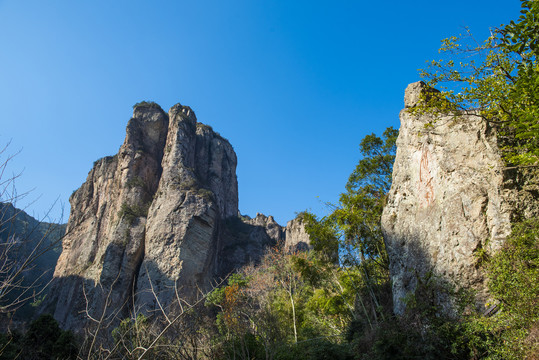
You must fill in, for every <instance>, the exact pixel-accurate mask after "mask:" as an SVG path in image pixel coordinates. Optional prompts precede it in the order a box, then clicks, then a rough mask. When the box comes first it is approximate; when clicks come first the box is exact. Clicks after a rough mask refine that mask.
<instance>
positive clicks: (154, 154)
mask: <svg viewBox="0 0 539 360" xmlns="http://www.w3.org/2000/svg"><path fill="white" fill-rule="evenodd" d="M236 164H237V158H236V154H235V152H234V150H233V148H232V146H231V145H230V143H229V142H228V141H227V140H226V139H224V138H223V137H221V136H220V135H219V134H218V133H216V132H215V131H213V129H212V128H211V127H210V126H207V125H204V124H201V123H199V122H197V118H196V116H195V113H194V112H193V110H192V109H191V108H189V107H188V106H183V105H181V104H176V105H174V106H173V107H172V108H171V109H170V110H169V112H168V114H167V113H165V112H164V111H163V110H162V109H161V108H160V107H159V106H158V105H157V104H155V103H147V102H143V103H139V104H137V105H136V106H135V107H134V111H133V117H132V118H131V120H129V122H128V125H127V129H126V137H125V141H124V143H123V145H122V146H121V147H120V150H119V151H118V154H116V155H115V156H111V157H105V158H103V159H100V160H98V161H96V162H95V163H94V166H93V168H92V170H91V171H90V172H89V174H88V177H87V179H86V182H85V183H84V184H83V185H82V186H81V187H80V188H79V189H78V190H76V191H75V192H74V194H73V195H72V196H71V198H70V203H71V214H70V218H69V222H68V225H67V235H66V237H65V239H64V242H63V251H62V254H61V256H60V258H59V260H58V263H57V266H56V270H55V273H54V279H53V283H52V291H51V296H50V297H49V298H48V299H47V301H46V304H45V306H44V309H43V311H50V312H53V313H54V316H55V318H56V319H57V320H59V322H60V323H61V324H62V325H63V326H64V327H66V328H70V329H74V330H81V329H82V328H83V327H84V326H85V324H87V323H88V322H89V318H90V317H94V318H96V317H100V316H101V315H102V314H105V316H106V317H107V319H111V320H110V321H118V320H119V319H122V318H124V317H126V316H128V314H129V312H130V311H131V310H136V311H143V312H146V313H148V314H153V313H154V311H156V310H159V309H161V308H163V309H167V311H174V308H175V307H176V306H178V303H177V296H180V297H182V298H184V299H186V300H192V299H194V298H196V296H197V295H198V293H199V291H207V290H209V289H211V286H212V285H213V284H214V283H215V281H216V279H219V278H222V277H224V276H226V275H227V274H229V273H230V272H231V271H234V270H235V269H237V268H239V267H241V266H243V265H246V264H248V263H251V262H252V263H256V262H257V261H258V260H259V259H260V258H261V256H263V254H264V253H265V252H266V251H267V249H268V247H271V246H275V245H277V244H282V243H284V238H285V233H286V231H287V230H285V229H283V228H282V227H281V226H279V224H277V223H276V222H275V220H274V219H273V217H271V216H270V217H266V216H264V215H261V214H258V215H257V217H256V218H255V219H248V218H240V217H238V213H239V212H238V182H237V178H236ZM295 229H296V227H295ZM298 231H299V230H297V229H296V230H294V234H295V233H296V232H298Z"/></svg>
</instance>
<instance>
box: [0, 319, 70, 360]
mask: <svg viewBox="0 0 539 360" xmlns="http://www.w3.org/2000/svg"><path fill="white" fill-rule="evenodd" d="M77 355H78V345H77V343H76V341H75V337H74V336H73V333H71V332H70V331H63V330H62V329H60V327H59V326H58V323H57V322H56V320H54V318H53V317H52V316H51V315H48V314H44V315H41V316H40V317H39V318H37V319H36V320H34V321H33V322H32V323H31V324H30V327H29V328H28V330H27V331H26V333H25V334H24V335H20V334H18V333H14V334H1V335H0V359H16V358H20V359H40V360H41V359H43V360H49V359H51V360H53V359H65V360H67V359H76V358H77Z"/></svg>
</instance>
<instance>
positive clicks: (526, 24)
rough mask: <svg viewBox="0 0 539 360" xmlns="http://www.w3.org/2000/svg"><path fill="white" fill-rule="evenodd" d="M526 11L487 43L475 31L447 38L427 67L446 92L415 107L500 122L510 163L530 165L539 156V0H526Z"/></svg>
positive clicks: (495, 123)
mask: <svg viewBox="0 0 539 360" xmlns="http://www.w3.org/2000/svg"><path fill="white" fill-rule="evenodd" d="M521 13H522V15H521V16H520V17H519V19H518V20H517V21H516V22H515V21H511V22H510V24H509V25H505V26H504V25H502V26H501V27H500V28H498V29H495V30H493V31H492V35H491V36H490V37H489V38H488V39H487V40H485V41H484V42H483V43H482V44H478V43H477V41H476V40H475V39H474V38H473V37H472V35H471V34H470V32H469V31H467V33H466V34H465V35H464V36H462V35H460V36H459V37H450V38H447V39H444V40H443V41H442V47H441V48H440V52H441V53H442V54H443V55H444V58H442V59H440V60H435V61H432V62H431V63H430V64H429V67H428V68H427V69H425V70H423V71H422V72H421V75H422V77H423V78H424V79H425V80H426V81H427V83H428V85H429V86H431V87H437V88H439V89H440V90H441V92H440V93H433V92H431V93H429V94H428V97H427V96H425V97H424V103H423V105H422V106H419V107H418V108H416V109H414V110H412V111H419V112H425V111H428V112H431V111H434V112H442V113H453V114H455V115H458V114H460V113H473V114H477V115H479V116H481V117H483V118H484V119H486V120H487V121H489V122H490V123H492V124H494V125H496V126H497V127H498V131H499V133H500V135H502V139H503V140H504V142H505V146H504V157H505V159H506V161H507V162H508V163H511V164H515V165H529V164H537V163H538V160H539V123H538V122H537V119H538V118H539V64H538V63H537V55H538V53H539V49H538V47H537V38H538V36H537V34H538V33H539V32H538V29H539V3H538V2H537V1H534V0H531V1H530V0H522V11H521Z"/></svg>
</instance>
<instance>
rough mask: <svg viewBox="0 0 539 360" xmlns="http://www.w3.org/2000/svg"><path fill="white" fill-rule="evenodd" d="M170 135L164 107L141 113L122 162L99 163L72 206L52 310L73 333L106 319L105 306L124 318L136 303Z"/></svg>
mask: <svg viewBox="0 0 539 360" xmlns="http://www.w3.org/2000/svg"><path fill="white" fill-rule="evenodd" d="M167 129H168V117H167V114H166V113H164V112H163V110H161V108H160V107H159V106H157V105H145V106H139V107H136V108H135V109H134V113H133V118H132V119H131V120H130V121H129V123H128V125H127V134H126V138H125V141H124V144H123V145H122V146H121V148H120V151H119V153H118V155H116V156H114V157H105V158H103V159H101V160H98V161H96V162H95V164H94V167H93V169H92V170H91V171H90V173H89V174H88V178H87V179H86V182H85V183H84V184H83V185H82V186H81V187H80V188H79V189H78V190H77V191H75V192H74V193H73V195H72V196H71V198H70V203H71V214H70V217H69V222H68V225H67V236H66V237H65V238H64V240H63V251H62V254H61V256H60V258H59V260H58V263H57V266H56V270H55V273H54V281H53V285H52V286H53V288H52V290H51V292H50V299H48V303H49V304H50V305H51V306H54V307H55V310H54V311H55V312H54V315H55V317H56V319H58V320H59V321H60V323H61V324H63V326H65V327H67V328H80V327H81V325H82V324H84V323H85V322H87V321H88V317H87V315H86V314H85V313H83V312H81V309H85V308H87V309H88V311H89V313H90V315H91V316H94V317H95V316H97V317H99V316H100V314H101V313H102V312H103V310H104V309H105V307H106V305H105V303H104V300H105V298H106V297H107V296H108V293H109V292H110V296H109V300H110V301H111V304H114V309H112V306H110V309H109V311H112V310H118V309H119V308H120V307H122V305H124V304H125V303H126V302H128V300H129V299H130V294H131V293H132V290H133V280H134V274H135V272H136V269H137V268H138V266H139V265H140V261H141V260H142V256H143V252H144V232H145V224H146V213H147V209H148V207H149V204H150V202H151V200H152V197H153V194H154V193H155V190H156V188H157V185H158V182H159V178H160V175H161V171H162V170H161V160H162V156H163V148H164V142H165V139H166V134H167Z"/></svg>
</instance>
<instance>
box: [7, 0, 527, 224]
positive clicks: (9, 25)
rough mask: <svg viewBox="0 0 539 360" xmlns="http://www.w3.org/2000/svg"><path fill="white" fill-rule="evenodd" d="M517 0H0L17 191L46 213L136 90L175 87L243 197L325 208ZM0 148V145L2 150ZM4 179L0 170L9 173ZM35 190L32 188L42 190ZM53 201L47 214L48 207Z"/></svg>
mask: <svg viewBox="0 0 539 360" xmlns="http://www.w3.org/2000/svg"><path fill="white" fill-rule="evenodd" d="M519 10H520V1H518V0H504V1H501V0H489V1H487V0H474V1H469V0H468V1H463V0H453V1H450V2H447V1H446V2H438V1H432V0H430V1H426V0H425V1H423V0H421V1H419V0H409V1H383V2H374V1H340V0H333V1H313V0H311V1H302V0H301V1H293V0H288V1H286V0H275V1H262V0H260V1H258V0H246V1H235V0H229V1H204V0H198V1H151V2H150V1H134V0H131V1H68V0H65V1H54V0H50V1H41V0H37V1H27V0H3V1H2V0H0V46H1V49H0V109H1V111H0V125H1V126H0V144H5V143H7V142H8V141H10V140H11V144H10V146H9V150H8V152H9V153H14V152H17V151H18V150H21V152H20V153H19V154H18V155H17V156H16V157H15V158H14V159H13V160H12V161H11V163H10V167H9V170H10V171H11V172H10V174H11V173H18V172H20V171H23V173H22V176H21V177H20V178H19V179H17V189H18V191H19V192H21V193H22V192H24V191H28V190H31V189H33V191H32V193H31V195H30V196H29V197H27V198H26V199H25V200H23V201H20V202H19V204H18V205H19V206H23V207H27V211H28V212H30V213H33V214H34V215H36V216H43V214H44V213H45V211H46V210H47V209H48V207H49V206H50V205H51V204H52V203H53V202H54V201H55V200H56V199H58V200H59V201H60V203H64V205H65V210H66V212H67V213H66V214H65V215H64V221H67V214H68V210H69V204H68V198H69V195H70V194H71V193H72V192H73V190H75V189H76V188H78V187H79V186H80V185H81V184H82V183H83V182H84V181H85V179H86V176H87V174H88V171H89V170H90V168H91V166H92V164H93V162H94V161H95V160H97V159H98V158H100V157H103V156H106V155H112V154H115V153H116V152H117V151H118V148H119V147H120V145H121V144H122V142H123V139H124V136H125V126H126V124H127V121H128V120H129V118H130V117H131V114H132V108H131V107H132V105H133V104H135V103H136V102H139V101H142V100H151V101H155V102H157V103H158V104H160V105H161V106H162V107H163V109H165V111H167V110H168V109H169V108H170V107H171V106H172V105H174V104H176V103H178V102H180V103H182V104H183V105H189V106H191V107H192V108H193V109H194V110H195V112H196V114H197V118H198V120H199V121H200V122H203V123H206V124H208V125H211V126H212V127H213V128H214V129H215V130H216V131H218V132H219V133H220V134H221V135H223V136H224V137H226V138H227V139H229V140H230V142H231V143H232V145H233V146H234V148H235V150H236V153H237V155H238V169H237V174H238V181H239V194H240V210H241V212H242V213H244V214H247V215H250V216H254V215H256V213H257V212H261V213H265V214H267V215H270V214H271V215H274V216H275V218H276V220H277V221H278V222H279V223H281V224H285V223H286V222H287V221H288V220H290V219H292V218H293V217H294V216H295V212H299V211H302V210H306V209H308V210H311V211H313V212H315V213H317V214H319V215H324V214H325V212H326V208H325V206H324V203H325V202H335V201H337V199H338V195H339V193H341V192H342V191H343V190H344V185H345V183H346V180H347V178H348V175H349V174H350V173H351V172H352V170H353V169H354V167H355V165H356V163H357V161H358V160H359V152H358V144H359V142H360V141H361V139H362V138H363V137H364V136H365V135H367V134H370V133H372V132H374V133H377V134H381V133H382V132H383V130H384V129H385V128H386V127H388V126H394V127H398V126H399V120H398V113H399V111H400V110H401V108H402V107H403V95H404V89H405V87H406V85H407V84H408V83H411V82H414V81H417V80H419V77H418V72H417V69H419V68H421V67H424V66H425V62H426V61H427V60H429V59H434V58H437V57H438V52H437V50H438V47H439V45H440V40H441V39H443V38H445V37H448V36H451V35H458V34H459V33H461V32H462V31H463V27H464V26H468V27H469V28H471V30H472V31H473V33H474V34H475V35H476V37H477V38H478V39H483V38H485V37H486V36H487V35H488V29H489V27H495V26H498V25H500V24H502V23H508V22H509V21H510V20H511V19H516V18H517V17H518V15H519ZM4 158H5V157H4ZM3 176H4V178H6V176H7V174H4V175H3ZM36 198H38V200H37V201H35V202H34V203H32V204H29V200H30V199H36ZM59 214H60V207H59V206H56V208H55V209H54V210H53V212H52V213H51V217H52V218H53V219H57V218H58V217H59Z"/></svg>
═══
# WORK REQUEST
Lines wanted from the listing above: the line with "positive clicks: (526, 24)" up to and including the line with "11L487 43L475 31L447". Please write them out exactly, adding nothing else.

# EXERCISE OUTPUT
positive clicks: (526, 24)
rough mask: <svg viewBox="0 0 539 360" xmlns="http://www.w3.org/2000/svg"><path fill="white" fill-rule="evenodd" d="M526 11L487 43L475 31L447 38L427 67L446 92L415 107L500 122L510 163L530 165L539 156V0H526Z"/></svg>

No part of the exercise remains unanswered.